*Short problem*.
Exactly as written, print each record in the listing.

* START Supplied information *

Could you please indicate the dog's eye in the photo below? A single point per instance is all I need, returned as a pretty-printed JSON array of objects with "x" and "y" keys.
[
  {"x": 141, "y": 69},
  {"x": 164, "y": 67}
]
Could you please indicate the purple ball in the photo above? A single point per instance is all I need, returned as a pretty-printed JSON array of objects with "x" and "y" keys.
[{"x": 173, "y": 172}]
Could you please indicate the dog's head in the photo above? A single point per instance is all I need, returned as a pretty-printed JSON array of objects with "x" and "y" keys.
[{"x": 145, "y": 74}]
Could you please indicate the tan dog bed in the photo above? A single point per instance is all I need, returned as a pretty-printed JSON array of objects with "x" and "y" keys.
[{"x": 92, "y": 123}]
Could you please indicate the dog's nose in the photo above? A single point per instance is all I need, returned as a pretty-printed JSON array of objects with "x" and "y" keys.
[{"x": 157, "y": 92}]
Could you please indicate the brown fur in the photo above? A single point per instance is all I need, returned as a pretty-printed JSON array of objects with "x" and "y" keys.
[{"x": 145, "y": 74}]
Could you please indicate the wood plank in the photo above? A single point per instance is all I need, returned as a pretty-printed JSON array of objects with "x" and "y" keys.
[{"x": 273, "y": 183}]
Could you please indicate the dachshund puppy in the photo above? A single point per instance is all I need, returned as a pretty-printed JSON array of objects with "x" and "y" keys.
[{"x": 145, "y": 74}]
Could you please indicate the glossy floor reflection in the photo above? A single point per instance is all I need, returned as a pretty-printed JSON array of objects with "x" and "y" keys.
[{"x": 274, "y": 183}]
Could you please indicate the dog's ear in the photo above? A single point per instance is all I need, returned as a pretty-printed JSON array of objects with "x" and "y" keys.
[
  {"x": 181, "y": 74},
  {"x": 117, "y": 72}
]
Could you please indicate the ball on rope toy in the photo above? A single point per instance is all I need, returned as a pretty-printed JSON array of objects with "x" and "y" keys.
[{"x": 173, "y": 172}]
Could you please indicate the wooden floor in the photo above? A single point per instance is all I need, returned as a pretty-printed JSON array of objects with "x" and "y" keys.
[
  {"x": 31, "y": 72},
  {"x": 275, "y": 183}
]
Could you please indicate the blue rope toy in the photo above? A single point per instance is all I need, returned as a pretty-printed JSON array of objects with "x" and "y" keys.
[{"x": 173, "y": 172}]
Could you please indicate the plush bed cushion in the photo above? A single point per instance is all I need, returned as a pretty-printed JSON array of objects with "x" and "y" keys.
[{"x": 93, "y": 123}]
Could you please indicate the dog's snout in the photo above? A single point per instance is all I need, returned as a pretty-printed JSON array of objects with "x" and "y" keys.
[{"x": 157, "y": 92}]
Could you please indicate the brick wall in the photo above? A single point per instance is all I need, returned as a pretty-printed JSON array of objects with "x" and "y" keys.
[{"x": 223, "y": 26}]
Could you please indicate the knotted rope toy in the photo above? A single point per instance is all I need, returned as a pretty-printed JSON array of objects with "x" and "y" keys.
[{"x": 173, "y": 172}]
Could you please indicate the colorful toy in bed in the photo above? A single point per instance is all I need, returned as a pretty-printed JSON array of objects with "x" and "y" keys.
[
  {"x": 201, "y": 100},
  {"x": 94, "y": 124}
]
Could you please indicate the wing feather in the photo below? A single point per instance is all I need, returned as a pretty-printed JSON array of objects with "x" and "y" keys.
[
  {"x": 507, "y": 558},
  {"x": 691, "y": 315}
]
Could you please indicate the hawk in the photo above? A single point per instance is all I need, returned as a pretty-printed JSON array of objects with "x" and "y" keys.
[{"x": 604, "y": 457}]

* END Supplied information *

*Final result*.
Could you please indicate the dog's eye in the photo below? A single point per instance is all I need, returned as a pretty-printed JSON array of objects with "x" and "y" keys.
[
  {"x": 141, "y": 69},
  {"x": 164, "y": 67}
]
Could you please indicate the purple ball in the photo above? A single point per instance is all I need, returned as a pretty-printed JSON array of objects with "x" and "y" keys.
[{"x": 173, "y": 172}]
Could you please indicate the dog's head in the photo above? A single point per instance is all I need, returned as a pretty-printed JSON array of objects with "x" and "y" keys.
[{"x": 145, "y": 74}]
Could you please indicate the tan dog bed in the photo above? A single point per instance is all I need, returned as a pretty-printed JSON array of objects with "x" and "y" keys.
[{"x": 92, "y": 123}]
Could you please indicate the dog's nose in the photo above? A single point per instance is all I need, returned as a pretty-printed JSON array of objects with "x" and "y" keys.
[{"x": 157, "y": 92}]
Could you please indicate the brown fur in the photo above? A single point per instance is all I need, returned as a pretty-printed JSON array of objects with "x" and "y" keys.
[{"x": 145, "y": 74}]
Could you please indicate the wood plank in the photo above? A single point per instance is all I need, returned as a pretty-printed JSON array of objects with "x" and "y" keys.
[{"x": 273, "y": 183}]
Could you please indicate the dachshund puppy in the photo above? A single point per instance is all I need, returned as a pretty-printed JSON array of objects with "x" and "y" keys.
[{"x": 145, "y": 74}]
Could you please indicate the glossy floor reflection in the photo above? A single point per instance is all I need, returned as a pretty-printed JSON array of objects with "x" and "y" keys.
[{"x": 274, "y": 183}]
Could you please indicate the dog's ear in the photo above? A single point per instance is all I need, returned as a pretty-printed JSON array of objects with "x" and "y" keys.
[
  {"x": 181, "y": 74},
  {"x": 117, "y": 72}
]
Could you please indicate the ball on rope toy in the photo above? A single point per instance is all I need, returned as a pretty-printed JSON array of objects with "x" and "y" keys.
[{"x": 173, "y": 172}]
Could you please indicate the wooden floor in the photo above? A single point per instance is all I need, returned as a pretty-printed JSON array of objects with "x" and "y" keys.
[
  {"x": 31, "y": 72},
  {"x": 275, "y": 183}
]
Could you please indicate the blue rope toy in the photo above? A single point per instance is all I need, returned as a pretty-printed JSON array of objects with "x" and "y" keys.
[{"x": 173, "y": 172}]
Could you please indicate the plush bed cushion in the photo above? A single point per instance is all I need, returned as a pretty-printed JSON array of objects with "x" and "y" keys.
[{"x": 93, "y": 123}]
Could you please indicate the dog's snout in the photo above? A single point per instance is all I need, returned as a pretty-printed JSON array of objects with "x" and "y" keys.
[{"x": 157, "y": 92}]
Could you please indicate the brick wall in the photo above? A single point per instance is all I need, returned as a pretty-printed JSON array of objects with "x" and "y" keys.
[{"x": 223, "y": 26}]
Could you please indicate the knotted rope toy in the photo above? A single point per instance is all I need, returned as a pretty-printed JSON array of objects with "x" and "y" keys.
[{"x": 173, "y": 172}]
Could you please indicate the colorful toy in bed in the photo above? A single point per instance is all I need, returned as a pretty-printed JSON array of objects with "x" and "y" keys.
[
  {"x": 201, "y": 100},
  {"x": 94, "y": 124}
]
Could you please indicate the wing feather in the photo below? A single point per instance is all I need, returned as a pretty-printed JSON array of objects with "x" and "y" keys.
[
  {"x": 507, "y": 558},
  {"x": 691, "y": 315}
]
Could you please indicate the hawk in the photo above? A single point per instance is all I need, returned as a pretty-printed JSON array of objects with "x" and "y" keys.
[{"x": 604, "y": 457}]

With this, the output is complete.